◆ **Entries taken from a collection**:

>>>

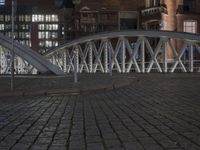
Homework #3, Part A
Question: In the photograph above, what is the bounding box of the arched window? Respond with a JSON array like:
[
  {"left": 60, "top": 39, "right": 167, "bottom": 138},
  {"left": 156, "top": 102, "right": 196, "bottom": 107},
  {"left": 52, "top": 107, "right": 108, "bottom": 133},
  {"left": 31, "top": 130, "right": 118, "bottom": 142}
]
[{"left": 183, "top": 20, "right": 197, "bottom": 33}]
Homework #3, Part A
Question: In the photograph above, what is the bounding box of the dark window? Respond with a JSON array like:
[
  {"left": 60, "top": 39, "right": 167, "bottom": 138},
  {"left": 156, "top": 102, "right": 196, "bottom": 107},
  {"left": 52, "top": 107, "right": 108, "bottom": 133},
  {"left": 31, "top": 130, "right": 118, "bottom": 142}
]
[
  {"left": 183, "top": 0, "right": 196, "bottom": 12},
  {"left": 120, "top": 19, "right": 137, "bottom": 30}
]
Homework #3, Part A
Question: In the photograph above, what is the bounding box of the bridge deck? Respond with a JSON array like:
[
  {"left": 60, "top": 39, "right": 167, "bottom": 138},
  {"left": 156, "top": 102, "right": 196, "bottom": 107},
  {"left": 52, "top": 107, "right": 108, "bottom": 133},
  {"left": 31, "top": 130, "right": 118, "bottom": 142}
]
[{"left": 0, "top": 74, "right": 200, "bottom": 150}]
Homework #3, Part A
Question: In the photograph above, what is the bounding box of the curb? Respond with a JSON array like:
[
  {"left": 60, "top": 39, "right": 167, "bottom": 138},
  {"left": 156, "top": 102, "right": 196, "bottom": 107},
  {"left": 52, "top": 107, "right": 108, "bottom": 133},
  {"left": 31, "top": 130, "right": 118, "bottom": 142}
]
[{"left": 0, "top": 81, "right": 132, "bottom": 97}]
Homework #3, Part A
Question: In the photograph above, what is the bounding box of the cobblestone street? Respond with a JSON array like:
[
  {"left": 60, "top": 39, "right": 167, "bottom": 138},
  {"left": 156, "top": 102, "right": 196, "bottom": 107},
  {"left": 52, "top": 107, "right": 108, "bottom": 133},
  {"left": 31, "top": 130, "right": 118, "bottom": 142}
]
[{"left": 0, "top": 74, "right": 200, "bottom": 150}]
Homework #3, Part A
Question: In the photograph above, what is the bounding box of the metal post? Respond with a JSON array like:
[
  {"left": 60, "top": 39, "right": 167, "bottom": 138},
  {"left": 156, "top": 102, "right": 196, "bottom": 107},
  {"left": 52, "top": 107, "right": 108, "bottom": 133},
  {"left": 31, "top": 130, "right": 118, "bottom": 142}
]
[
  {"left": 109, "top": 43, "right": 112, "bottom": 76},
  {"left": 74, "top": 47, "right": 78, "bottom": 83},
  {"left": 63, "top": 50, "right": 67, "bottom": 72},
  {"left": 104, "top": 40, "right": 108, "bottom": 73},
  {"left": 89, "top": 42, "right": 93, "bottom": 73},
  {"left": 121, "top": 38, "right": 126, "bottom": 73},
  {"left": 11, "top": 0, "right": 16, "bottom": 91},
  {"left": 0, "top": 46, "right": 2, "bottom": 74},
  {"left": 163, "top": 39, "right": 168, "bottom": 72},
  {"left": 141, "top": 37, "right": 145, "bottom": 73},
  {"left": 189, "top": 43, "right": 194, "bottom": 72},
  {"left": 52, "top": 55, "right": 56, "bottom": 64}
]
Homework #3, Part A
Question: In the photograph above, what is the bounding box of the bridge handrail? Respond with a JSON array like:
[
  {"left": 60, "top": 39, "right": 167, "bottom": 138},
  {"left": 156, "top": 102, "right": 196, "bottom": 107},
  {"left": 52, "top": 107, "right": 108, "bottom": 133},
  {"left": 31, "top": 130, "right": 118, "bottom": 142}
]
[{"left": 45, "top": 30, "right": 200, "bottom": 57}]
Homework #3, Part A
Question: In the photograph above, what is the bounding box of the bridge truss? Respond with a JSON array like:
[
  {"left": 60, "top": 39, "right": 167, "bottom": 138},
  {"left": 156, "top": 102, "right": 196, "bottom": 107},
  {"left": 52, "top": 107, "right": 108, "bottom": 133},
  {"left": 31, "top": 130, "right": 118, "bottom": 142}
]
[
  {"left": 0, "top": 31, "right": 200, "bottom": 75},
  {"left": 0, "top": 33, "right": 64, "bottom": 75},
  {"left": 45, "top": 31, "right": 200, "bottom": 73}
]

<<<

◆ **TASK PROMPT**:
State only the count of lines above that hold the string "bridge".

◆ **EXERCISE RESPONSE**:
3